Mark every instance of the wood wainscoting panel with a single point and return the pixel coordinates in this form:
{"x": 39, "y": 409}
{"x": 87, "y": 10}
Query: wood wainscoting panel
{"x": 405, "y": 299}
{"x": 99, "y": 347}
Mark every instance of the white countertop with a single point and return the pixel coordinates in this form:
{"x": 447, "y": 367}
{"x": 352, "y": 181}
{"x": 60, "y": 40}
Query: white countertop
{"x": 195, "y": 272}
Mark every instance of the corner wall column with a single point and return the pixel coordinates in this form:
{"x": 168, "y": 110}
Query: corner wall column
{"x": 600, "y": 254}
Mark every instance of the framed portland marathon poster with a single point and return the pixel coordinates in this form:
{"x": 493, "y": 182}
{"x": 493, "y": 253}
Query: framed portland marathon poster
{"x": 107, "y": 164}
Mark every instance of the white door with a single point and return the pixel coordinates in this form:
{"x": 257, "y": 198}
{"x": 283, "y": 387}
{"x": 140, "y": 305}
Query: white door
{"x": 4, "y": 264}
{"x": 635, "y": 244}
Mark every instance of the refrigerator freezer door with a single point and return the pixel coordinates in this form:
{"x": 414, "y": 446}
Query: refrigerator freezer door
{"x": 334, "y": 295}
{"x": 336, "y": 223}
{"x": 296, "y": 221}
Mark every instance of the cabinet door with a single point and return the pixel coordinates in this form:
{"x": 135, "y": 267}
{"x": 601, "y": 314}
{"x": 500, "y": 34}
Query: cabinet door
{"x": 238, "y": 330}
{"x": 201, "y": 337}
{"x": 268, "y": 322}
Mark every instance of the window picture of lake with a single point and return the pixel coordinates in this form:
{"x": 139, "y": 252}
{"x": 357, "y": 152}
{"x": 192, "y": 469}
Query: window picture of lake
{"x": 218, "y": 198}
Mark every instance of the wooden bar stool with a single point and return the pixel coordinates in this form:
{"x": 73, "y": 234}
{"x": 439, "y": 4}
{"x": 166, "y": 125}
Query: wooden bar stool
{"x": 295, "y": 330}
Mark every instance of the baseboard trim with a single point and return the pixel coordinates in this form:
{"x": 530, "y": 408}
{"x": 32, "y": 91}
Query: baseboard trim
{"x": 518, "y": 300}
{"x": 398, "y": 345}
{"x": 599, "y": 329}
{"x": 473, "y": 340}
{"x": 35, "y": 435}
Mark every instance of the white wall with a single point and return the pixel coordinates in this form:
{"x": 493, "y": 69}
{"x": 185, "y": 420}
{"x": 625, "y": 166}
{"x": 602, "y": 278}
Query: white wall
□ □ □ □ □ □ □
WHAT TO WORK ON →
The data above must be returned in full, exactly as written.

TASK OUTPUT →
Mark every instance of the wood wainscoting panel with a single point and return the pixel coordinates in this form:
{"x": 39, "y": 409}
{"x": 87, "y": 10}
Query: wood wainscoting panel
{"x": 405, "y": 299}
{"x": 99, "y": 347}
Mark every instance of the white countertop with a single point and return the pixel coordinates in this form:
{"x": 447, "y": 367}
{"x": 352, "y": 181}
{"x": 60, "y": 40}
Query: white countertop
{"x": 195, "y": 272}
Mark every instance of the corner wall column with a single point and return the pixel coordinates in this form:
{"x": 168, "y": 110}
Query: corner wall column
{"x": 600, "y": 254}
Mark every instance of the framed portland marathon poster with a single point and return the pixel coordinates in this form:
{"x": 493, "y": 182}
{"x": 493, "y": 253}
Query: framed portland marathon poster
{"x": 107, "y": 164}
Mark every instance of the white door with a single point and return the pixel coordinates in this form:
{"x": 257, "y": 198}
{"x": 283, "y": 387}
{"x": 140, "y": 305}
Query: white door
{"x": 4, "y": 264}
{"x": 635, "y": 244}
Mark every instance of the refrigerator freezer door with a single point and return the pixel coordinates in this form:
{"x": 414, "y": 446}
Query: refrigerator freezer door
{"x": 334, "y": 295}
{"x": 336, "y": 223}
{"x": 296, "y": 221}
Mark every instance of the cabinet door with a single point and return the pixel coordinates in this form:
{"x": 135, "y": 267}
{"x": 601, "y": 314}
{"x": 500, "y": 34}
Query: cabinet door
{"x": 238, "y": 330}
{"x": 201, "y": 337}
{"x": 268, "y": 322}
Mark every instance of the window picture of lake with a single point and return the pixel coordinates in this form:
{"x": 139, "y": 252}
{"x": 357, "y": 152}
{"x": 192, "y": 469}
Query: window picture of lake
{"x": 218, "y": 198}
Mark every instance of the wooden bar stool with a single point and return the pixel coordinates in this form:
{"x": 73, "y": 234}
{"x": 439, "y": 4}
{"x": 166, "y": 125}
Query: wooden bar stool
{"x": 295, "y": 330}
Mark every instance of the baseboard trim with a single point and return the pixel coordinates in this form:
{"x": 530, "y": 408}
{"x": 32, "y": 91}
Query: baseboard trim
{"x": 518, "y": 300}
{"x": 398, "y": 345}
{"x": 599, "y": 329}
{"x": 473, "y": 340}
{"x": 35, "y": 435}
Mark every instance of the white wall with a single point and return the pixel coordinates in this form:
{"x": 493, "y": 69}
{"x": 185, "y": 420}
{"x": 625, "y": 166}
{"x": 602, "y": 278}
Query: white wall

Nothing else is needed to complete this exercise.